(Data items)
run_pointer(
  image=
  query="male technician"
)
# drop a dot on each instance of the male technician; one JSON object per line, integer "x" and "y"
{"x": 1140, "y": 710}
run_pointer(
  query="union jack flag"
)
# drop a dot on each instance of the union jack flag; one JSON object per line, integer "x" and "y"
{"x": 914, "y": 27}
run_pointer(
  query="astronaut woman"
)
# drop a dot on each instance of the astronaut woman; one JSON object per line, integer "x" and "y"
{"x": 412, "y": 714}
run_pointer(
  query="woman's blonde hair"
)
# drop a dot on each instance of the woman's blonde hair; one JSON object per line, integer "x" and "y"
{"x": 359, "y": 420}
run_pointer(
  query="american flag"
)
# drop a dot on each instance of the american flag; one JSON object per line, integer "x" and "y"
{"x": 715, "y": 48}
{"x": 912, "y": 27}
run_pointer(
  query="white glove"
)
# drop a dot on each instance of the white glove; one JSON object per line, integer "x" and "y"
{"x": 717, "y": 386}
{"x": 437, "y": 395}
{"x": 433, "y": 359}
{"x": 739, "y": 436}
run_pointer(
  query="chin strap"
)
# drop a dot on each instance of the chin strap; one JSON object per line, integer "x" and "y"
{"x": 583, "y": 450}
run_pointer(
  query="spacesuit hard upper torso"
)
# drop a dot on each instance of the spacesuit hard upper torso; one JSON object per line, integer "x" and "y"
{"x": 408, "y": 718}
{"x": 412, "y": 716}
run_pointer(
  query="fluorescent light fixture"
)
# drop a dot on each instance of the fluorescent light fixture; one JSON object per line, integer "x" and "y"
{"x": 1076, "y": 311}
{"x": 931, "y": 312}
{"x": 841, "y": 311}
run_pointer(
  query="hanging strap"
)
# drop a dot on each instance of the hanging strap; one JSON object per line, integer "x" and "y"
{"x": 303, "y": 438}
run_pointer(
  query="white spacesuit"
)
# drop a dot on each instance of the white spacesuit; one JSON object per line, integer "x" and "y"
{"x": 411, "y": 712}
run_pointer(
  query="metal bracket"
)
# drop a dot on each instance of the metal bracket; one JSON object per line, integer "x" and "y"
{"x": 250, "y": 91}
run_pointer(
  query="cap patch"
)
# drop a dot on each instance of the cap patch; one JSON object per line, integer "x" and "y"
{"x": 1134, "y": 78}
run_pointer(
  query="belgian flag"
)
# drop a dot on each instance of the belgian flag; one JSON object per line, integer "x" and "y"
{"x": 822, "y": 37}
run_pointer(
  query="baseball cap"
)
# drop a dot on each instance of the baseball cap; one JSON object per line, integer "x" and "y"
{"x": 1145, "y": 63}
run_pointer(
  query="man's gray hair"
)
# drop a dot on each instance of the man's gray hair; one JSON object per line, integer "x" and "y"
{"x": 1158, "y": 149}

Description of the task
An exact copy of every record is required here.

Reply to the exercise
run_pointer(
  image=
  query="male technician"
)
# drop a dot on each instance of the male technician; one JSON object per line, integer "x" and "y"
{"x": 1140, "y": 710}
run_pointer(
  query="union jack flag"
)
# drop a dot on each instance of the union jack flag; one JSON object per line, integer "x" and "y"
{"x": 914, "y": 27}
run_pointer(
  query="astronaut woman"
)
# drop a dot on each instance of the astronaut woman; one JSON object per line, integer "x" and "y"
{"x": 412, "y": 714}
run_pointer(
  query="woman's blonde hair"
)
# drop a dot on each instance of the woman's blonde hair; one JSON object per line, integer "x" and "y"
{"x": 359, "y": 420}
run_pointer(
  query="american flag"
)
# drop a dot on each instance of the american flag; one JSON object per line, integer "x" and "y"
{"x": 715, "y": 48}
{"x": 912, "y": 27}
run_pointer(
  query="white glove"
)
# drop a dot on each instance of the white glove; one JSON object per line, integer "x" and "y"
{"x": 717, "y": 386}
{"x": 437, "y": 395}
{"x": 433, "y": 359}
{"x": 739, "y": 436}
run_pointer(
  query="chin strap"
)
# drop a dot on each instance of the chin strap; one JSON object per line, integer "x" and "y"
{"x": 583, "y": 450}
run_pointer(
  query="spacesuit hard upper torso"
)
# drop a dot on each instance of the spacesuit hard upper torso; one JSON object per line, integer "x" and "y"
{"x": 408, "y": 718}
{"x": 412, "y": 716}
run_pointer(
  query="fluorescent light fixture"
)
# drop a dot on each instance of the fluorescent light fixture; one JSON object per line, integer "x" and "y"
{"x": 1076, "y": 311}
{"x": 931, "y": 312}
{"x": 841, "y": 311}
run_pointer(
  query="hanging strap"
)
# drop a dot on each instance of the hanging strap; one JSON object per line, integer "x" and "y"
{"x": 303, "y": 438}
run_pointer(
  query="white spacesuit"
)
# drop a dot on each instance of the white spacesuit; one JSON object per line, integer "x" and "y"
{"x": 411, "y": 712}
run_pointer(
  query="metal bracket"
)
# drop a dot on each instance of the metal bracket; one JSON object per line, integer "x" and "y"
{"x": 250, "y": 91}
run_pointer(
  query="cap patch"
)
# drop a dot on each instance of the cap patch; one JSON object per line, integer "x" and "y"
{"x": 1134, "y": 78}
run_pointer(
  query="belgian flag"
)
# drop a dot on each instance of the belgian flag; one JSON object per line, integer "x" and "y"
{"x": 822, "y": 37}
run_pointer(
  query="baseball cap"
)
# drop a dot on each instance of the baseball cap; one JSON object per line, integer "x" and "y"
{"x": 1145, "y": 63}
run_pointer(
  query="man's gray hair"
)
# drop a dot on each instance of the man's gray hair; one JSON object per line, integer "x" and "y"
{"x": 1158, "y": 149}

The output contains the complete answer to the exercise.